**The request:** In the passage on building the file titles dictionary, why does a search engine store extra information, such as a title, about each file while processing it? Explain in one to three sentences.

Building File Titles Dictionary

In real-world search engines, we often want to store additional information about each file while we are processing it in order to use this information later when we want to display search results. For example, for web pages, we might store the title of the page. For news articles, we might store the headline of the article. In the news article data we provide in this assignment, the first line of each file is a title for the article in that file, which we want to store for future reference. Here is an example of the first portion of two of the actual files (named 001.txt and 002.txt, respectively) in the BBC News article data that we provide for you in the assignment:

001.txt

Broadband steams ahead in the US 
More and more Americans are joining the internet's fast lane, according to official figures.
...

002.txt

EA to take on film and TV giants
Video game giant Electronic Arts (EA) says it wants to become the biggest entertainment firm in the world. 
...

When we are process each file to build up the index, we also want to add an entry to the dictionary file_titles to keep track of the title for each file. Recall that the title is simply the first line of the file (with the "newline" character at the end of the line removed). To read the first line of the file, you can use readline as follows, and then loop through the remaining lines as usual:

with open(filename) as f:
    first_line = f.readline() # stores first line of file in first_line
    for line in f: # loops over remaining lines of file
        # Your awesome code here

We store this information in file_titles, where the filename (string) is the key and the article's title (string) is the value for an entry in the dictionary.

So, if we started with file_titles as an empty dictionary (which is the case when your create_index function is called), after we process the files 001.txt and 002.txt, the file_titles dictionary should look as follows:

{
    "001.txt": "Broadband steams ahead in the US",
    "002.txt": "EA to take on film and TV giants"
}

Important note: the terms in the title line for each file should still be included in the index (along with the rest of the document). A common issue is to forget to add the terms from the title line to the index.

Doctests for the create_index function are provided for you to test your function. Feel free to write additional doctests. Also, you should definitely write additional helper functions that will help you decompose your solution to this problem.

**Raw data:**
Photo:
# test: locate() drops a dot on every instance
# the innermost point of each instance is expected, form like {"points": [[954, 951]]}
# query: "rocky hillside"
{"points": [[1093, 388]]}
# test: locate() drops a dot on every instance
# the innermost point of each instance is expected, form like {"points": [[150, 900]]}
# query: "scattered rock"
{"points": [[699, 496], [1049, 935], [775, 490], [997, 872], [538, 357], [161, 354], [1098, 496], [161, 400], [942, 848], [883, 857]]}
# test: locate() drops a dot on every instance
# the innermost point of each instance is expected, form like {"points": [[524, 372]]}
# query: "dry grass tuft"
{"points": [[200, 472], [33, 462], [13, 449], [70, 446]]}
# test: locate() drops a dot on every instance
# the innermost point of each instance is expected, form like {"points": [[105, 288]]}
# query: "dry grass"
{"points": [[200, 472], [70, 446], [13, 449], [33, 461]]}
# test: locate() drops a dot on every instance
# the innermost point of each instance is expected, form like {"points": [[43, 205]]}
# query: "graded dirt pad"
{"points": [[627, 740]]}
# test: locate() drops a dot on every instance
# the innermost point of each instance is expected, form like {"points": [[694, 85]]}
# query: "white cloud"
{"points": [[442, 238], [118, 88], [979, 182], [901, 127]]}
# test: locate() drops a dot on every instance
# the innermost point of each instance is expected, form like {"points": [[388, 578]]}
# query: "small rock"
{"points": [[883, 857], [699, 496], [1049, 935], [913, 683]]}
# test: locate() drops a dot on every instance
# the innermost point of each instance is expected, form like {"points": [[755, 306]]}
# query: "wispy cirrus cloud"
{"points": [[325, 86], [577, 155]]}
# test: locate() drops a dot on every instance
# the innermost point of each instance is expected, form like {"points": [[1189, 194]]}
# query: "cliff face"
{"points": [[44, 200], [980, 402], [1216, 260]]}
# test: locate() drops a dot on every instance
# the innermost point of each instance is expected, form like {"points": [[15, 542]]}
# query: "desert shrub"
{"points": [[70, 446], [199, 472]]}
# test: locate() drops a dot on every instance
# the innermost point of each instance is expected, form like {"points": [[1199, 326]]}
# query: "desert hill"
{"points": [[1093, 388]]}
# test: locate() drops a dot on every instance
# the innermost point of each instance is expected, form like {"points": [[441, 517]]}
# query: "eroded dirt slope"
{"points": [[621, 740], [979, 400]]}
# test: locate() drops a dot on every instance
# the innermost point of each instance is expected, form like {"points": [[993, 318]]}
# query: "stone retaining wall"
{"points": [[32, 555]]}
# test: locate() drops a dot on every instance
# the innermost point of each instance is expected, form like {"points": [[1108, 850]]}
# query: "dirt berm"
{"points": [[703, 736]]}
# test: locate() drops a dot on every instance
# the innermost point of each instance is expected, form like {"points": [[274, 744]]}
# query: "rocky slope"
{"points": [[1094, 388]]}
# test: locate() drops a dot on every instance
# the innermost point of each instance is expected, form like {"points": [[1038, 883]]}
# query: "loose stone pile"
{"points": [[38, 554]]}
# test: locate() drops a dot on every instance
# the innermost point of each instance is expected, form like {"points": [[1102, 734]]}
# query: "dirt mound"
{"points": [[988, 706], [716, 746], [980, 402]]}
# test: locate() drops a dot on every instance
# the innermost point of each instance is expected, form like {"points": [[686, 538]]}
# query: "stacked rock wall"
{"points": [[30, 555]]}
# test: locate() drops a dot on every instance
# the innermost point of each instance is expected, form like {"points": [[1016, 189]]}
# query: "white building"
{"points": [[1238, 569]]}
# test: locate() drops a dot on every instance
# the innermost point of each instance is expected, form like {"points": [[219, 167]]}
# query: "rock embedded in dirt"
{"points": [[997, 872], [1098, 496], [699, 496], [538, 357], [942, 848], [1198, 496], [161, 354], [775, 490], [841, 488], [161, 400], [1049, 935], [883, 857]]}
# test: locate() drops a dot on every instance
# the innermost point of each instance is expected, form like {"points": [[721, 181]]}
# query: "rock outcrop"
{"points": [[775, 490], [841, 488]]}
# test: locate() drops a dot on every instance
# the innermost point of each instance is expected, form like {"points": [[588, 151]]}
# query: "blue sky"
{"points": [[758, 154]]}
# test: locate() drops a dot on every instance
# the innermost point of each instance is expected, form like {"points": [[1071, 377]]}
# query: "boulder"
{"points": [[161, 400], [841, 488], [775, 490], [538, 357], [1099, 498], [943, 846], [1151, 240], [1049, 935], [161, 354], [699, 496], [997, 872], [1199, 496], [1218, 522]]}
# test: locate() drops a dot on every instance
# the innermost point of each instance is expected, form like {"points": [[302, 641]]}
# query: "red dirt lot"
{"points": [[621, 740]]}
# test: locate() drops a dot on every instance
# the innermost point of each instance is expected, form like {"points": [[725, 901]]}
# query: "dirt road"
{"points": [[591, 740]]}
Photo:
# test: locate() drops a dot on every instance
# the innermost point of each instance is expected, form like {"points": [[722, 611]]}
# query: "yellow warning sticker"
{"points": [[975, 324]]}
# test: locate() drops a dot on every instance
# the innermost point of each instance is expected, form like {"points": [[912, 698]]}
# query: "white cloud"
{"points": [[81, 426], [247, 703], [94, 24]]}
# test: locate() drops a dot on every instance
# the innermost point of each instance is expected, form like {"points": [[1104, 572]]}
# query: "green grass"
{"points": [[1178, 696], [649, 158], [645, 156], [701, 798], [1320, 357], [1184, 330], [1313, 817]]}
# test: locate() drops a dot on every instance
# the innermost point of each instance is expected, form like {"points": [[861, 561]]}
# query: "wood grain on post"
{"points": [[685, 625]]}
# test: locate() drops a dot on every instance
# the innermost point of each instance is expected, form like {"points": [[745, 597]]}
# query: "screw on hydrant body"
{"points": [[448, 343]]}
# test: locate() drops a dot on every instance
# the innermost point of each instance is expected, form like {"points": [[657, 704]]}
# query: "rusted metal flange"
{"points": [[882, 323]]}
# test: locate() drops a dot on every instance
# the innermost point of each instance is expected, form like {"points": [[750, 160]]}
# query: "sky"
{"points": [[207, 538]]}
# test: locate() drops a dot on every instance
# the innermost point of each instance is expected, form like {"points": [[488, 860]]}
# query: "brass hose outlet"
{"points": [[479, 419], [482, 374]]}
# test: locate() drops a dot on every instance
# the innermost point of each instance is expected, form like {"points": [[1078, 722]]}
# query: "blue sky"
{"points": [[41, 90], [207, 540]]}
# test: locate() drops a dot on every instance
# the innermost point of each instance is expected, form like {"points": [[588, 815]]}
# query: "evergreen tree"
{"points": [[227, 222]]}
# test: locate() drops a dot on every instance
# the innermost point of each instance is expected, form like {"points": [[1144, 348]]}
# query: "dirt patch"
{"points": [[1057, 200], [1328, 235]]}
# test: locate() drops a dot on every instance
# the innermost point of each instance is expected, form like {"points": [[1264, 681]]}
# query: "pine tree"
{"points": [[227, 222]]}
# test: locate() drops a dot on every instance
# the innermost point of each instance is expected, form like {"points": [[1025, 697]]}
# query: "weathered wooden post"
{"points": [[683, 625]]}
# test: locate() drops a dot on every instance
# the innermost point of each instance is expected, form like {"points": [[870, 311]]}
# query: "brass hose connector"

**Response to this task:** A search engine stores this extra information so that it can use it later when it displays search results. For example, it might keep the title of a web page or the headline of a news article.